- Task goal: Can you recast every line of the records below as a Markdown table with the columns "Row" and "Record line," numbering the rows and skipping blank lines? Leave the pictures out of the table.

- Source material:
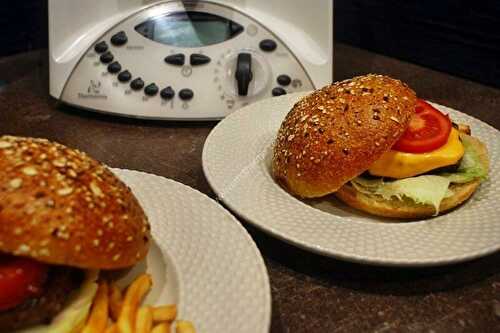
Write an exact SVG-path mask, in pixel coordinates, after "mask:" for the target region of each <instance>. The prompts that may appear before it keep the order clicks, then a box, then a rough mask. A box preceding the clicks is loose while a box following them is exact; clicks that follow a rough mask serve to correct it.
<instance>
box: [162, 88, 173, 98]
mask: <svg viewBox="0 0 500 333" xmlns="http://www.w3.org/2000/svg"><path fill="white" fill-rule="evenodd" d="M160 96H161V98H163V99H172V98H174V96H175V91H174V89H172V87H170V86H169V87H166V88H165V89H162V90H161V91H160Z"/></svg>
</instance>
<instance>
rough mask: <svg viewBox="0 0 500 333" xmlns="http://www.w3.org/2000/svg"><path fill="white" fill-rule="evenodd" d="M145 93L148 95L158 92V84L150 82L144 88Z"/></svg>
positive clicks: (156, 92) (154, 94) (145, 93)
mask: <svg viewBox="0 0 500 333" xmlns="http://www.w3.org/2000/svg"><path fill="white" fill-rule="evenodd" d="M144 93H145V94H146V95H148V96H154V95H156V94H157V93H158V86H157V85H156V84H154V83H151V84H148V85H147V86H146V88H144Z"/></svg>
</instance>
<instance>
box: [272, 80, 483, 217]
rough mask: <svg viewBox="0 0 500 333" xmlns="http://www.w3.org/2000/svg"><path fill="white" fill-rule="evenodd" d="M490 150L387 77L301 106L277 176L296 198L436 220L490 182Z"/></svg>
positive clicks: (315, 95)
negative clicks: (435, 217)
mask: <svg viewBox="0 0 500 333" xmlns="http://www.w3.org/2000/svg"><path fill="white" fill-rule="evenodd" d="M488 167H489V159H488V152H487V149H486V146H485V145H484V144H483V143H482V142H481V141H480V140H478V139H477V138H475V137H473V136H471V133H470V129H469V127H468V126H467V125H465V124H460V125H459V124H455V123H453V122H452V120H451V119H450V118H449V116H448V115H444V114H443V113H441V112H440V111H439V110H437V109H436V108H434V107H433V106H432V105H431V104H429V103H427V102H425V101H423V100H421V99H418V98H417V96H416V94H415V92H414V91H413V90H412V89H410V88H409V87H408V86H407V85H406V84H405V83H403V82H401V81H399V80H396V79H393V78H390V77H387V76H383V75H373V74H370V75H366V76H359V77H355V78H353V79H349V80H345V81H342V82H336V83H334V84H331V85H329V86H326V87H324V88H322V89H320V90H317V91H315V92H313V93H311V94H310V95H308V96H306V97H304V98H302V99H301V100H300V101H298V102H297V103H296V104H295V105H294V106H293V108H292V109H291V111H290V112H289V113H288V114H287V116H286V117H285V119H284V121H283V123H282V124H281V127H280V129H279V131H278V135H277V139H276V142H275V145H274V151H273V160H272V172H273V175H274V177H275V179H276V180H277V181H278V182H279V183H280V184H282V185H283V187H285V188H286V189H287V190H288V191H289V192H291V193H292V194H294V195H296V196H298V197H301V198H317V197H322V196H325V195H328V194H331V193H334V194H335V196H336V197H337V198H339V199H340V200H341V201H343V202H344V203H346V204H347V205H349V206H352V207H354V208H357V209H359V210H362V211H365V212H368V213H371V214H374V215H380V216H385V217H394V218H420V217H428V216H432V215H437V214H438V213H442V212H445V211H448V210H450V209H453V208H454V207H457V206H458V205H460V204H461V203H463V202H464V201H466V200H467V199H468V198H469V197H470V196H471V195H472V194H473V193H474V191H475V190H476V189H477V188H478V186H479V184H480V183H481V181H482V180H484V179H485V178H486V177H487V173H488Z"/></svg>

- Exercise result:
| Row | Record line |
|---|---|
| 1 | Write an exact SVG-path mask, in pixel coordinates, after "mask:" for the target region of each <instance>. The prompts that may appear before it keep the order clicks, then a box, then a rough mask. A box preceding the clicks is loose while a box following them is exact; clicks that follow a rough mask serve to correct it. |
| 2 | <instance> |
| 3 | box: [162, 88, 173, 98] |
| 4 | mask: <svg viewBox="0 0 500 333" xmlns="http://www.w3.org/2000/svg"><path fill="white" fill-rule="evenodd" d="M160 96H161V98H163V99H172V98H174V96H175V91H174V89H172V87H170V86H169V87H166V88H165V89H162V90H161V91H160Z"/></svg> |
| 5 | </instance> |
| 6 | <instance> |
| 7 | rough mask: <svg viewBox="0 0 500 333" xmlns="http://www.w3.org/2000/svg"><path fill="white" fill-rule="evenodd" d="M145 93L148 95L158 92V84L150 82L144 88Z"/></svg> |
| 8 | positive clicks: (156, 92) (154, 94) (145, 93) |
| 9 | mask: <svg viewBox="0 0 500 333" xmlns="http://www.w3.org/2000/svg"><path fill="white" fill-rule="evenodd" d="M144 93H145V94H146V95H148V96H154V95H156V94H157V93H158V86H157V85H156V84H154V83H151V84H148V85H147V86H146V88H144Z"/></svg> |
| 10 | </instance> |
| 11 | <instance> |
| 12 | box: [272, 80, 483, 217] |
| 13 | rough mask: <svg viewBox="0 0 500 333" xmlns="http://www.w3.org/2000/svg"><path fill="white" fill-rule="evenodd" d="M490 150L387 77L301 106L277 176L296 198L436 220L490 182Z"/></svg> |
| 14 | positive clicks: (315, 95) |
| 15 | negative clicks: (435, 217) |
| 16 | mask: <svg viewBox="0 0 500 333" xmlns="http://www.w3.org/2000/svg"><path fill="white" fill-rule="evenodd" d="M488 167H489V159H488V152H487V149H486V146H485V145H484V144H483V143H482V142H481V141H480V140H478V139H477V138H475V137H473V136H471V133H470V129H469V127H468V126H467V125H465V124H460V125H459V124H455V123H453V122H452V120H451V119H450V118H449V116H448V115H444V114H443V113H441V112H440V111H439V110H437V109H436V108H434V107H433V106H432V105H431V104H429V103H427V102H425V101H423V100H421V99H418V98H417V96H416V94H415V92H414V91H413V90H412V89H410V88H409V87H408V86H407V85H406V84H405V83H403V82H401V81H399V80H396V79H393V78H390V77H387V76H383V75H373V74H370V75H366V76H359V77H355V78H353V79H349V80H345V81H342V82H336V83H334V84H331V85H329V86H326V87H324V88H322V89H320V90H317V91H315V92H313V93H311V94H310V95H308V96H306V97H304V98H302V99H301V100H300V101H298V102H297V103H296V104H295V105H294V106H293V108H292V109H291V111H290V112H289V113H288V114H287V116H286V117H285V119H284V121H283V123H282V124H281V127H280V129H279V131H278V135H277V139H276V142H275V145H274V151H273V160H272V172H273V175H274V177H275V179H276V180H277V181H278V182H279V183H280V184H282V185H283V187H285V188H286V189H287V190H288V191H289V192H291V193H292V194H294V195H296V196H298V197H301V198H317V197H322V196H325V195H328V194H331V193H334V194H335V196H336V197H337V198H339V199H340V200H341V201H343V202H344V203H346V204H347V205H349V206H352V207H354V208H357V209H359V210H362V211H365V212H368V213H371V214H374V215H380V216H385V217H394V218H420V217H428V216H432V215H437V214H438V213H442V212H445V211H448V210H450V209H453V208H454V207H457V206H458V205H460V204H461V203H463V202H464V201H466V200H467V199H468V198H469V197H470V196H471V195H472V194H473V193H474V191H475V190H476V189H477V188H478V186H479V184H480V183H481V181H482V180H484V179H485V178H486V177H487V173H488Z"/></svg> |